Conviene resaltar el gran interés que puso D. Dámaso en hacer todo con la mayor perfección, santificando el momento presente, buscando en todo la gloria de Dios. Declaró, ya desde entonces, una guerra abierta a la mediocridad en su vida. Su gran amor al Santísimo Sacramento, el cultivo de la vida interior, el espíritu de servicio, su gran caridad, su alegría jovial, su rendimiento máximo en el estudio (calificaciones magníficas), su pronta obediencia… distinguían al joven seminarista.

Uno de los signos de identidad en el Seminario de Murcia es la consagración a la Santísima Virgen: “la Señora”, como familiarmente se llama a la Patrona del Seminario. Devoción que instauraron en 1911 los padres capuchinos, según el Tratado de la Verdadera devoción a la Virgen de San Luis María Grignion de Monfort.

Tras la adecuada preparación espiritual, se organizaba un solemne novenario en honor a Santa María Reina de los Corazones, que culminaba con una Misa Solemne presidida por el Señor Obispo de la diócesis, en la que se rezaba la fórmula de la Consagración y se imponían las medallas a los seminaristas de primer curso de filosofía.

......

## [Enunciado 1]
Según el texto sobre el Seminario de Murcia, ¿en qué año instauraron los padres capuchinos la devoción a la Virgen?
## [Enunciado 2]
Escribe el párrafo que seguiría a la última frase del texto sobre el Seminario de Murcia.

## [Listado de datos]
......

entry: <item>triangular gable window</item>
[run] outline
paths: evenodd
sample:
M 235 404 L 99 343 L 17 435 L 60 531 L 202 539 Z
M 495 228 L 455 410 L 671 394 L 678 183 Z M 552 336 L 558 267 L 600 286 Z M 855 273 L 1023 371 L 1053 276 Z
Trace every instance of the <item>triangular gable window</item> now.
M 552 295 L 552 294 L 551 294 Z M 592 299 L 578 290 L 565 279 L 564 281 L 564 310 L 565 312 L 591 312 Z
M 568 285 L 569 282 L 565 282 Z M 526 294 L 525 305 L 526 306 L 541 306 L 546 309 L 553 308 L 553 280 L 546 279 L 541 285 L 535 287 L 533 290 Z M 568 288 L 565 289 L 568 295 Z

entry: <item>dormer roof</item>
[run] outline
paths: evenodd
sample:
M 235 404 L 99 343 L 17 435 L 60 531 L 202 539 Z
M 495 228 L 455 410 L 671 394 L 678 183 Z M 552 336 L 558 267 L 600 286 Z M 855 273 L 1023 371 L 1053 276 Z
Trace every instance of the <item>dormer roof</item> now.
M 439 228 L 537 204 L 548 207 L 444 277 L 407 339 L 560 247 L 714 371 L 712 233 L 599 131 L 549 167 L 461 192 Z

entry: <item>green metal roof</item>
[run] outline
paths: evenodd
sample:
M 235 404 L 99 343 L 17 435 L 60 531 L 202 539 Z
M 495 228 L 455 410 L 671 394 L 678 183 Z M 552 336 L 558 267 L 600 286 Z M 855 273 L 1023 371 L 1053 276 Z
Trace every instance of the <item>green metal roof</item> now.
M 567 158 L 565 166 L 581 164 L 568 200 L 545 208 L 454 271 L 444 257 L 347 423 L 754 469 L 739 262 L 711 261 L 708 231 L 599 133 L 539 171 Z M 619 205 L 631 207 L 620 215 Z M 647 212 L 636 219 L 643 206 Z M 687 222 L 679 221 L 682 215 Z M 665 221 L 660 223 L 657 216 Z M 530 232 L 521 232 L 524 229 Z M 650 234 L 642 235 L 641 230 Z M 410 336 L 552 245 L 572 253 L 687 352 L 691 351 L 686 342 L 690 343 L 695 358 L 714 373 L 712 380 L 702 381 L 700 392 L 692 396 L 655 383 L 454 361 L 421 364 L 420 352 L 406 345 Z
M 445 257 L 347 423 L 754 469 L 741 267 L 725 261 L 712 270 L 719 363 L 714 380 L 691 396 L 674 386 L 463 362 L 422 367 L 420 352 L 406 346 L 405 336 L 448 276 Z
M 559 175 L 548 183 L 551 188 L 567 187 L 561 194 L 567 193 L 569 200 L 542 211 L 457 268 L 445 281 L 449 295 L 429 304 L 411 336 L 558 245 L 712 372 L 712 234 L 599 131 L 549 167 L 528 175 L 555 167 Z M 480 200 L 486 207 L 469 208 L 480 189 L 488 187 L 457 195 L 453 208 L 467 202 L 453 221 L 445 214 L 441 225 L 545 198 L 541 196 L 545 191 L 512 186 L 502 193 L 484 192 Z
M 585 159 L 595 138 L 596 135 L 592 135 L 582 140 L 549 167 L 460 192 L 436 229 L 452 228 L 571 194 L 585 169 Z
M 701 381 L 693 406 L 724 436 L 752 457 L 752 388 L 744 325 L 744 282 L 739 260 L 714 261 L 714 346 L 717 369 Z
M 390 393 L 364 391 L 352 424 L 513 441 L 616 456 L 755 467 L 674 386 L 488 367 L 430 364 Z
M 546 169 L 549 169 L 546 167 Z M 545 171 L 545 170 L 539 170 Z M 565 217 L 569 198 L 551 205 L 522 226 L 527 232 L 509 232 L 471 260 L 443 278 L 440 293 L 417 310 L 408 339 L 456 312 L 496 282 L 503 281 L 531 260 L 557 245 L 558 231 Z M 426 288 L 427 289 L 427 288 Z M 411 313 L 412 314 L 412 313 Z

......

## [Resultado 1]
En 1911.

## [Resultado 2]
Pero lo más entrañable es la introducción de un papelito con los nombres escritos de los seminaristas que se consagraban ese año a la Madre de Dios. Dicho acto pudo tener su reminiscencia en la consagración que hizo el Santo cura de Ars de toda su parroquia a Ntra. Señora, escribiendo él mismo en una cinta de seda los nombres de todos sus feligreses para introducirlos en el Corazón de la imagen de la Inmaculada de aquella pequeña aldea.

D. Dámaso (segundo por la derecha) con un grupo de compañeros seminaristas.

Imborrable cómo se vivía la fiesta de la Señora: cómo se preparaba el Altar Mayor con la Imagen de la Virgen, y cómo se adornaban el Seminario, los claustros (andenes) con banderas, guirnaldas, macetas y flores, para festejar a la Madre de Dios. Culminaba la fiesta con una actuación teatral, presidida por el Señor Obispo, y la actuación de la Schola Cantorum hacían que ese día vibrara el corazón de los seminaristas en amor a María.

Fue para D. Dámaso un momento especial de gracia su Consagración a la Señora, a la que profesaba una devoción ardiente y filial. María, decía San Agustín, es “forma Dei”; por eso el Tratado de la Verdadera devoción afirma que el alma que se vacía en el molde de María se deifica. Así quiso el seminarista vivir y morir en el Corazón de María, recordando que en el corazón de María empezó a latir el Corazón de Cristo.